**Excerpted text**.
───
MT: That sounds like a truly new direction. I’ve never heard of films where the actors are erased. How are the installations made? Are there several projectors in the gallery space at the same time?

MA: That has not been totally decided as yet. As well as the main piece, I will also make some shorter pieces, but the main piece will be a film which is about 60 minutes long. What I plan to do is construct a movie theatre – like an old theatre that smells bad, a rather fucked up place! What I want is to create the impression that the audience is also lost – not only the actors. So what I’ll do is put in tons of rows of chairs, and usually there won’t be more than 10 people in the whole theatre. It will be like a cheap, outdated, countryside movie space, showing an outdated film where the actors are getting lost. In terms of the movie there is another point because in the original movie Bela Lugosi is shown as a sort of madman. In the original shots he is talking to his wife, although his wife is not there because she died in a car accident. So of course he is frustrated, and he celebrates the wedding anniversary without his wife, just talking to nothing. So what I’m doing is spreading [Lugosi’s] symptoms out to the other actors. Which means that for all the other actors, just like in the conversation at the beginning of the original film, there will always be one part missing. They get the same symptom and start talking to thin air, and in the end they all get lost. There will also be the High Noon loop - a short loop of about 3 minutes. Essentially it’s a similar thing, the actors are missing, but it will look very different because I took the big gunfight at the end of High Noon, which means that there is lot of very fast-paced editing going on creating a lot of very short individual shots. It’s funny because there is a lot of smoke coming from the guns but you don’t see the guns and you don’t see them shooting, it’s like firecrackers exploding in the air. And then there are these very hysteric pans, but the camera pans are not following anybody, just panning with very hysterical music and nothing actually happening.
───
**Aim of the task**. Write out, word for word, the stretch of the interview from "MT: That sounds" through "the same time?".

**Extracted information**.
───
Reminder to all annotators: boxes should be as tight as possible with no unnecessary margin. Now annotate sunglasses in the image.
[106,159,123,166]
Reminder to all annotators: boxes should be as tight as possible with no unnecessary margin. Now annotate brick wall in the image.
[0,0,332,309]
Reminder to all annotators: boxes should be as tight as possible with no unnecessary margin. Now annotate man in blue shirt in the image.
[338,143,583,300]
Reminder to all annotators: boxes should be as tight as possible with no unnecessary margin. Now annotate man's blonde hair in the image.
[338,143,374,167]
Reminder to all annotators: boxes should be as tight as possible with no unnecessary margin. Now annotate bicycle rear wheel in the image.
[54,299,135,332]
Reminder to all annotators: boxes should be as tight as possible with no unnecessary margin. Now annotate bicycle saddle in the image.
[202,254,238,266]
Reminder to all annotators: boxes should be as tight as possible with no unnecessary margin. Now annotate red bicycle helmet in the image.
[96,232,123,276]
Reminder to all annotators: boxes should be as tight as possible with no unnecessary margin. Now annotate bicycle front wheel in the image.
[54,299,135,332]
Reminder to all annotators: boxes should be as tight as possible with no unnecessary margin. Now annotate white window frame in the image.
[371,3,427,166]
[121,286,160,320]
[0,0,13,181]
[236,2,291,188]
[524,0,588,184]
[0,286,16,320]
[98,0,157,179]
───
**Exercise response**.
MT: That sounds like a truly new direction. I’ve never heard of films where the actors are erased. How are the installations made? Are there several projectors in the gallery space at the same time?